Speaking to journalists tonight in Digne, Armstrong's Discovery Channel team boss Johan Bruyneel revealed that Beltran had fallen on the descent off the Cte des Desmoiselles Coiffes, around 65km into today's stage.
"Someone was apparently riding erratically in front of him and Triki clipped his wheel," Bruyneel said. "He rode on for 10 or 15 kilometres but he was obviously concussed. He suddenly had no strength left in his legs and he couldn't even remember the fall. The race doctor said that he had to abandon. He was taken to hospital in Gap for overnight observation and some scans."
The Tour's medical bulletin tonight stated that initial scans performed immediately after the Spaniard's arrival in Gap showed that he had suffered no head injuries in the crash.
Bruyneel went on to express his regret at Beltran's enforced abandon, admitting that it was "a tough blow for the team". "Now the rest of the team will be need to work more but I am confident that I can take up the slack," Bruyneel added.

□ □ □ □ □ □ □

◆ **TASK DESCRIPTION**
Can you carry the report on Beltran's crash and abandonment forward from its last sentence?

◆ **SUPPLIED DATA**
□ □ □ □ □ □ □

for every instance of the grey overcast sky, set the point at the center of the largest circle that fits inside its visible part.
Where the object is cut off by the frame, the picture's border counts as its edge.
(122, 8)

□ □ □ □ □ □ □

◆ **OUTPUT OF THE EXERCISE**
Beltran lay 41st on general classification this morning, 10 days into a Tour in which he had appeared to struggle for form. Bruyneel made a tacit admission to that effect this evening when he admitted that, whereas in the past they had been among Armstrong's bankers in the high Alps and Pyrenees, Beltran and Chechu Rubiera had done most of their work in the moyenne montagne this year.
The 34-year-old Beltran was one of four riders to abandon as the peloton edged towards the French Riviera on Thursday and heat and fatigue began to kick in. The other riders who have be packed their bags on Thursday night were sprinters Robert Hunter (Phonak) and Angelo Furlan (Domina Vacanze), and Saunier Duval rider Nicolas Fritsch. Just 162 of the 189 riders who started the Grande Boucle in Noirmoutier on July 2 now remain in the race.